## EXERCISE TASK
Please retype the data in full and exactly; the pictures are not part of the copy.

────────────────────────────────────────

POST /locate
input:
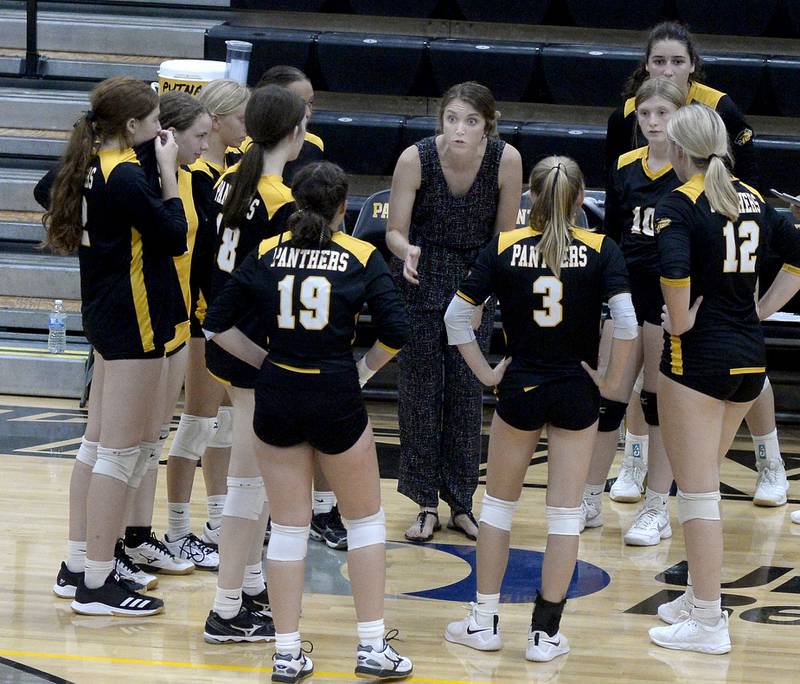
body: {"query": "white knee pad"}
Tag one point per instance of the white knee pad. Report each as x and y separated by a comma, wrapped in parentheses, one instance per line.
(223, 436)
(193, 436)
(87, 452)
(245, 498)
(288, 543)
(117, 463)
(367, 531)
(564, 521)
(148, 453)
(698, 506)
(497, 512)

────────────────────────────────────────

## TASK RESPONSE
POST /locate
input:
body: {"query": "white knee pad"}
Tag one point per instance of the white knee pad. Report each as x and y separated by a comma, wrapped in parentheses, one instance per line.
(223, 436)
(193, 436)
(87, 452)
(245, 498)
(288, 543)
(117, 463)
(367, 531)
(564, 521)
(148, 453)
(698, 506)
(497, 512)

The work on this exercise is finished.